Document source:
Lors de son déplacement en Guyane, Emmanuel Macron a annoncé qu’il souhaitait qu’il « un juste retour pour la Guyane. Je ne veux pas que ce soit des emplois venant de l’étranger qui soient créés », ajoutant vouloir « favoriser l’emploi local », mais sans préciser de quelle manière. « Macron sait qu’il est impossible d’imposer à une société le recours à l’emploi local », pointe Harry Hodebourg, représentant départemental de Cap 21 – mouvement politique lié à l’avocate Corinne Lepage – et militant écologiste. Fabien Canavy, membre du Mouvement de décolonisation et d’émancipation sociale (MDES, parti politique guyanais), s’inquiète lui pour les droits des travailleurs : « La mine sera à 120 km de Saint-Laurent du Maroni, en site isolé. On va y confiner des travailleurs immigrés, dont on pourra faire ce que l’on voudra. »
« On est tous d’accord pour que les jeunes aient du travail », commente Christophe Pierre, porte-parole de la Jeunesse autochtone, mouvement réunissant des militants amérindiens. « Mais est-ce que les parents guyanais veulent que leurs enfants travaillent dans une mine ? », interroge-t-il.
Un rapport du WWF publié le 18 septembre 2017 pointe en outre le coût des emplois créés. Basé sur l’étude d’évaluation économique préliminaire publiée en juillet 2015, et sur l’étude de faisabilité bancaire publiée en avril 2017, le rapport de l’organisation environnementale dénonce le « mirage économique » du projet de la Montagne d’or.

420 millions d’euros de subventions publiques

Pour le WWF, la création d’emplois est en effet à mettre en perspective avec les subventions dont le projet doit bénéficier. Défiscalisation, prix d’achat de l’électricité et autres aides rendraient l’ouverture de la mine particulièrement attractive pour l’industriel, un peu moins pour le territoire concerné. « Les subventions atteindraient 420 millions d’euros sur la durée du projet, ce qui reviendrait à un coût de près de 560 000 euros pour chacun des 750 emplois créés », lit-on dans le rapport du WWF, qui ajoute que « chaque emploi créé à Montagne d’Or coûterait donc environ 42 années d’un emploi d’avenir ». Pierre Paris, président de la CMO, tient à préciser que la société « bénéficie sur ce projet de l’ensemble des dispositifs qui sont à disposition des investisseurs qui désirent investir en Guyane ».
Selon le WWF, la rentabilité même du projet minier est incertaine. Elle repose en effet sur deux variables fluctuantes qui sont le cours de l’or et le taux de change entre le dollar et l’euro. L’organisation de protection de l’environnement souligne que l’étude de faisabilité bancaire présentée par la compagnie minière retient des options particulièrement favorables pour démontrer la rentabilité du projet.

Extraits des lignes:
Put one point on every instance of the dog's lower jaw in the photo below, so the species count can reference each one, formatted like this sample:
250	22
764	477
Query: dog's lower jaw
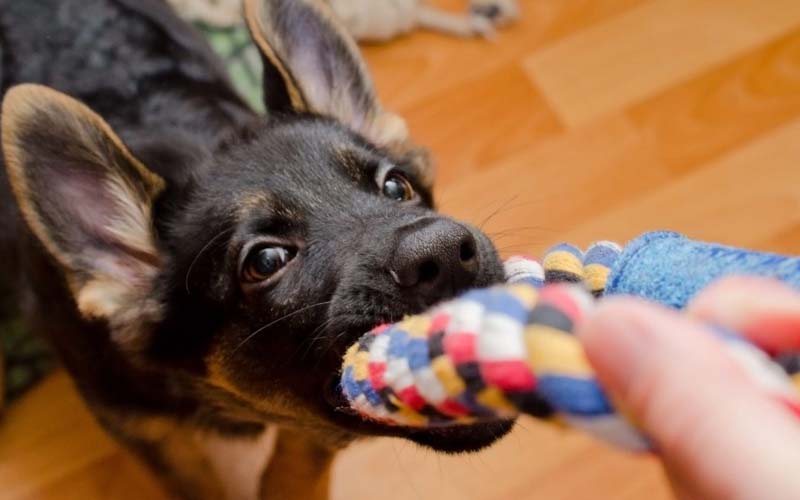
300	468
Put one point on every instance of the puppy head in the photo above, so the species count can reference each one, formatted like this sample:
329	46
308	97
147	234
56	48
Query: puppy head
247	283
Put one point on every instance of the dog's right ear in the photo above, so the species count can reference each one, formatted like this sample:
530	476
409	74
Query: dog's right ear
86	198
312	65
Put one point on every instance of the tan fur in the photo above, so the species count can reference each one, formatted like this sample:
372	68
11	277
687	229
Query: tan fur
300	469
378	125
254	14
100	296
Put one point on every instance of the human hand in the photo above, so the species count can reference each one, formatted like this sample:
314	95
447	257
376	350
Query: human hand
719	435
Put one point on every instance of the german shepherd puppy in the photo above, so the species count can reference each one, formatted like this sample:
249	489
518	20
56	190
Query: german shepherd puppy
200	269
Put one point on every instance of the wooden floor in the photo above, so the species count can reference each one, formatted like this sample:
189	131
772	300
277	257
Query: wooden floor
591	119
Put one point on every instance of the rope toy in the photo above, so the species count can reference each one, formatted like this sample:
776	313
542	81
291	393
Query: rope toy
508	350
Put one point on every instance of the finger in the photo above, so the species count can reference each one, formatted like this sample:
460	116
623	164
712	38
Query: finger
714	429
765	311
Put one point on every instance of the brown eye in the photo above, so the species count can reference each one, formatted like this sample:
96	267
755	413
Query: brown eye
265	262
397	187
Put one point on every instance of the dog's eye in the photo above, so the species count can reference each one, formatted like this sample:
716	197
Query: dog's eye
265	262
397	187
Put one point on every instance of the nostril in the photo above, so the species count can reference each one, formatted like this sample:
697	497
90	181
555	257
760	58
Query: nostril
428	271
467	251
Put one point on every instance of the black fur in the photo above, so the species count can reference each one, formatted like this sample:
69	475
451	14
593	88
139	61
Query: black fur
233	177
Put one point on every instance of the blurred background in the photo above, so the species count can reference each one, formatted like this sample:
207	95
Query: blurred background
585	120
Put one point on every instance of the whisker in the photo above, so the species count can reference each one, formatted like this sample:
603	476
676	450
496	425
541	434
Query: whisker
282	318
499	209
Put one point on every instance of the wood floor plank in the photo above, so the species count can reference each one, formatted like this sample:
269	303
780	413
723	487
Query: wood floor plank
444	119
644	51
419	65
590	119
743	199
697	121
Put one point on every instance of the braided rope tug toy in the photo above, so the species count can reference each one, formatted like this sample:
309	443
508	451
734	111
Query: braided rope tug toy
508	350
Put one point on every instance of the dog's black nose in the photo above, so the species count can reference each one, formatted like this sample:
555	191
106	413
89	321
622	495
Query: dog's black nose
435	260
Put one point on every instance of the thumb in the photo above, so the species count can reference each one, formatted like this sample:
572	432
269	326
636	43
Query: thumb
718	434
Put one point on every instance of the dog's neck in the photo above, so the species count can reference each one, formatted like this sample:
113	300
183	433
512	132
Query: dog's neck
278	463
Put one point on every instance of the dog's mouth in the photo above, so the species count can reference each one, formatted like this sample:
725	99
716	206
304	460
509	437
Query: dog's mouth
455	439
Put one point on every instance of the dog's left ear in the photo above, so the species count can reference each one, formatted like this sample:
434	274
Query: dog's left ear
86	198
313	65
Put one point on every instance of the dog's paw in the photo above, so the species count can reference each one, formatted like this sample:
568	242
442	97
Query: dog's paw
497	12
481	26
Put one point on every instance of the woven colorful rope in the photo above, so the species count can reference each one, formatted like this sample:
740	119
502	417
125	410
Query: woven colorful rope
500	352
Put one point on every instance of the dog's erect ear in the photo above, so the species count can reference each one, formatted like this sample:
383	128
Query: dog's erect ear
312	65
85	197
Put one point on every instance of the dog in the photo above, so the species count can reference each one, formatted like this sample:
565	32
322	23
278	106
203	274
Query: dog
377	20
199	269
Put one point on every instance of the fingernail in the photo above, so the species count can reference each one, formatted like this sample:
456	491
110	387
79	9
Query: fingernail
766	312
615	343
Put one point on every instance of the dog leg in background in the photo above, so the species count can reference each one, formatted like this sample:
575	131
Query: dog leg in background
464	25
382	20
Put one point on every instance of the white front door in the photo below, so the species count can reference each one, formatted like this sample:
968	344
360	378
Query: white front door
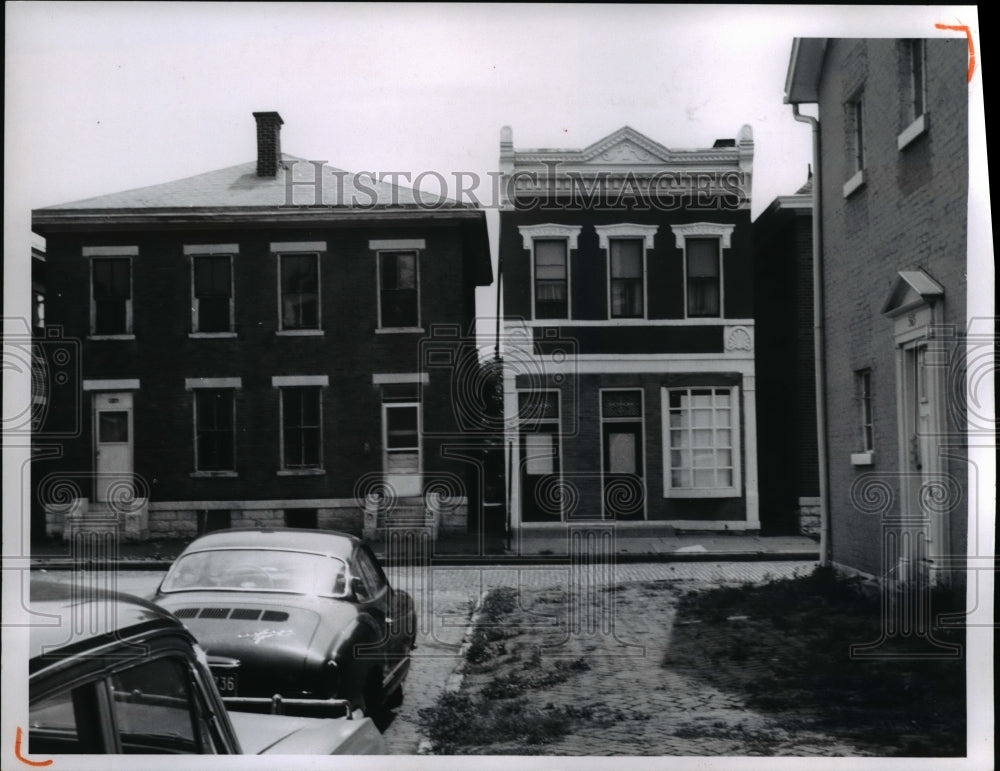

---

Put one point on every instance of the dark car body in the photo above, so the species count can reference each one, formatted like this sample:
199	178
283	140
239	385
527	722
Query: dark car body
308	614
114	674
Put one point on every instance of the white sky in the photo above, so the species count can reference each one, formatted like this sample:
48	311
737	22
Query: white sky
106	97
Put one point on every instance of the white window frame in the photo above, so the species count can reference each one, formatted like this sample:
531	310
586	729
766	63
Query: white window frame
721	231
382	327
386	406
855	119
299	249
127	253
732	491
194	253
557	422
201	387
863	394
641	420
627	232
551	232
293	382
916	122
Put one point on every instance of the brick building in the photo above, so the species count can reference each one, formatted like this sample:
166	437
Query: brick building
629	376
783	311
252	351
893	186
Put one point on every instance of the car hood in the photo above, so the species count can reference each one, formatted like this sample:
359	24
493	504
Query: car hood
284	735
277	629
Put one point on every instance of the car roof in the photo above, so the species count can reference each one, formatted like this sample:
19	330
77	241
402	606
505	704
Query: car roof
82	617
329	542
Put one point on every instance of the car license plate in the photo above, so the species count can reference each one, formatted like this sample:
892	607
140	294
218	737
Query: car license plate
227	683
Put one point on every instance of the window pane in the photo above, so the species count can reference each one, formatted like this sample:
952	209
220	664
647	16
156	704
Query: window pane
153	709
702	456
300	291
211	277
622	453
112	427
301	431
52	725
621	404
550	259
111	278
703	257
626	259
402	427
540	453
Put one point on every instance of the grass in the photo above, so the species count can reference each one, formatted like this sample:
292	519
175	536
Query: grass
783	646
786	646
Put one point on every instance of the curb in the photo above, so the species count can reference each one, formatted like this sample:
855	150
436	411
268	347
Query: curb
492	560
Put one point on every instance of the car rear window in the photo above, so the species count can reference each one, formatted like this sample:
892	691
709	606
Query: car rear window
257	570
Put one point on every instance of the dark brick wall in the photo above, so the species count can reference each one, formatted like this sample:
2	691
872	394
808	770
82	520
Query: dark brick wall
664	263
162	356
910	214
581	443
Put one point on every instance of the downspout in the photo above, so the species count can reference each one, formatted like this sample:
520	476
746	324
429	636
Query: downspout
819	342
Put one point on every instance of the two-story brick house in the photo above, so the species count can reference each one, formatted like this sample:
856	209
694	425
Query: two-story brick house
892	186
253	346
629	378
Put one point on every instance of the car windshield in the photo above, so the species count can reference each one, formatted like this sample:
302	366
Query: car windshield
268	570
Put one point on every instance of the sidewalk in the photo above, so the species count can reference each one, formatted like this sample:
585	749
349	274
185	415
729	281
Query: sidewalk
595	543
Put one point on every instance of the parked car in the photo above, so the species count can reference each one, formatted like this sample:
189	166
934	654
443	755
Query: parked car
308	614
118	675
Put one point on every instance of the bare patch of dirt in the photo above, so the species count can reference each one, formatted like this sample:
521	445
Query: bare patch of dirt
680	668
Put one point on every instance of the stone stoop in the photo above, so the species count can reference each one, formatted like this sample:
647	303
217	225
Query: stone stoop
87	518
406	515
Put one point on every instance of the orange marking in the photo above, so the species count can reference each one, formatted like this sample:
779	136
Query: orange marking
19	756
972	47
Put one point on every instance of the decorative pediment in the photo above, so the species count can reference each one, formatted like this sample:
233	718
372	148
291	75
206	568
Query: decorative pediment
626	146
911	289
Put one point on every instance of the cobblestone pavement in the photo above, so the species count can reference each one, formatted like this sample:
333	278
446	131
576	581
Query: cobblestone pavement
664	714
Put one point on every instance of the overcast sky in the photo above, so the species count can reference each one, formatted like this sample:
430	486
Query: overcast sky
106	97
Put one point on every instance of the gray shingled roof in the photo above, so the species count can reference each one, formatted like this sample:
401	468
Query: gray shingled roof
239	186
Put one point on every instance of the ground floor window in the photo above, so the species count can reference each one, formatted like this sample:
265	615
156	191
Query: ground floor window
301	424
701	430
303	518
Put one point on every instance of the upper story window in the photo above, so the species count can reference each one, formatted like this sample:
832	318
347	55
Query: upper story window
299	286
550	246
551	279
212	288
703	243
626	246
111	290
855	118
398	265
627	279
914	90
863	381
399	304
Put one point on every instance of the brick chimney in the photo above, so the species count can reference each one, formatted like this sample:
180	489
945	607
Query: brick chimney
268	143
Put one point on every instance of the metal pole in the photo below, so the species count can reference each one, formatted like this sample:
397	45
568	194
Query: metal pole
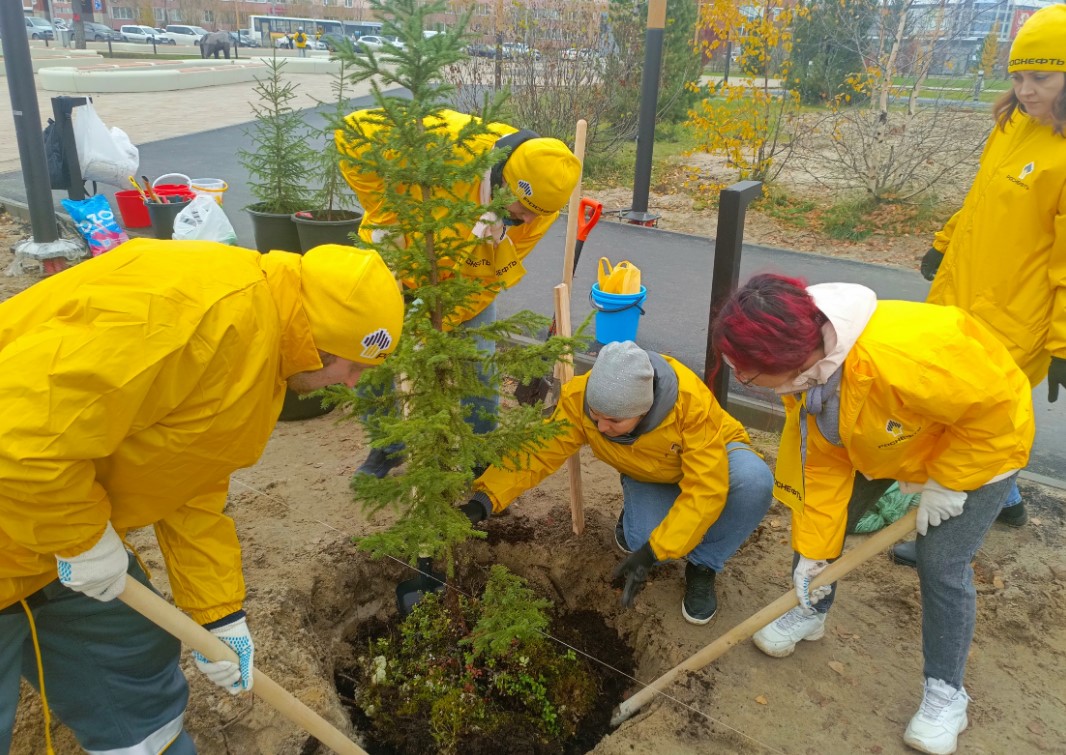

==

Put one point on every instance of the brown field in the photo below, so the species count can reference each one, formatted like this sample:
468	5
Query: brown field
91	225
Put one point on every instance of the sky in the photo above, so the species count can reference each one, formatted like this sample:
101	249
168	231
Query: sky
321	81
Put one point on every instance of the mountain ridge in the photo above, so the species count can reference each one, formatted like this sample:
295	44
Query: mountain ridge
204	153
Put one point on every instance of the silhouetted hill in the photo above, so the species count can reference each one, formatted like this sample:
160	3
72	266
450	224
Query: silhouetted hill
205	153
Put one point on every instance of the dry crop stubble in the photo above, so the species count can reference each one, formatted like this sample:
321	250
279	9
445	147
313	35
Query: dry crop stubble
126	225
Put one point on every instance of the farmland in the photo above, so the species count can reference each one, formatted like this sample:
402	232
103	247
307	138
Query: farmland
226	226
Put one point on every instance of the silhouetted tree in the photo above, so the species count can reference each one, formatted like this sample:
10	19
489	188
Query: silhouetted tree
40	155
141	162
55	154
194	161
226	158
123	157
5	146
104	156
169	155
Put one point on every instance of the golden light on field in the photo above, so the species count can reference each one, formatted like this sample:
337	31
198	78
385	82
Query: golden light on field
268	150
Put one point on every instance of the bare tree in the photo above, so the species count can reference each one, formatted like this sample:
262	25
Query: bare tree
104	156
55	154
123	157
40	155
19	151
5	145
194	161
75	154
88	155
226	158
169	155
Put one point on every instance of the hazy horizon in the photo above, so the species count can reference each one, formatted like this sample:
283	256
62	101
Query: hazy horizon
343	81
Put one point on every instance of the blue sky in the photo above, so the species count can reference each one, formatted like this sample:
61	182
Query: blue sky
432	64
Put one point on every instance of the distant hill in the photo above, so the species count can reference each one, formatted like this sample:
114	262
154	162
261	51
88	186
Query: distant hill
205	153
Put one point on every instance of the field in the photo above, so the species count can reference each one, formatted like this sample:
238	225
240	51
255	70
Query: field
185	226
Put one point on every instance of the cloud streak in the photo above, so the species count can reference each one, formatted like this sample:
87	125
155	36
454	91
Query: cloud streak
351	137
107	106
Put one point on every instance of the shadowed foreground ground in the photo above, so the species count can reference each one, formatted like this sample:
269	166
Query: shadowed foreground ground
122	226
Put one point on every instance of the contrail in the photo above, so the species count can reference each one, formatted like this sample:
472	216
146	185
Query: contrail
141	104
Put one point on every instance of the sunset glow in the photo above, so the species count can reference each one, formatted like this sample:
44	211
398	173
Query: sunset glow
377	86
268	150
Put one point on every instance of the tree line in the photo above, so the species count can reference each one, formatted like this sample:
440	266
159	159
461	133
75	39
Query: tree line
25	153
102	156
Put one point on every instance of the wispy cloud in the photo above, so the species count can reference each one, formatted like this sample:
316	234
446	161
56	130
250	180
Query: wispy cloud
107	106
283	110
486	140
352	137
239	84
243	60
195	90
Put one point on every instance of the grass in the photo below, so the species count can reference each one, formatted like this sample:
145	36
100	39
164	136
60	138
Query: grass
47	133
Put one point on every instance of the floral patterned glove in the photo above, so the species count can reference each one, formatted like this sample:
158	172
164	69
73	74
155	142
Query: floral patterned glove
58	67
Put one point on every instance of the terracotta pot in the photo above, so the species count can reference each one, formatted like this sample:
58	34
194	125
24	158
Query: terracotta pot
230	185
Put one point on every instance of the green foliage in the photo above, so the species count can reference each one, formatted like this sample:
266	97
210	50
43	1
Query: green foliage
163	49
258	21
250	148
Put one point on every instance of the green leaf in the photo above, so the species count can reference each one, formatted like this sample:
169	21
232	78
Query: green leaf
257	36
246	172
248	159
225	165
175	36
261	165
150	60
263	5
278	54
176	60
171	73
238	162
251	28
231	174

Objectif:
Recopiez le passage du texte sur la Montagne d'or qui va de « Selon le WWF, la » à « rentabilité du projet. ». Substituez-y « viabilité » à « rentabilité ». Les lignes ci-dessus ne sont pas nécessaires.

Réponse attendue:
Selon le WWF, la viabilité même du projet minier est incertaine. Elle repose en effet sur deux variables fluctuantes qui sont le cours de l’or et le taux de change entre le dollar et l’euro. L’organisation de protection de l’environnement souligne que l’étude de faisabilité bancaire présentée par la compagnie minière retient des options particulièrement favorables pour démontrer la viabilité du projet.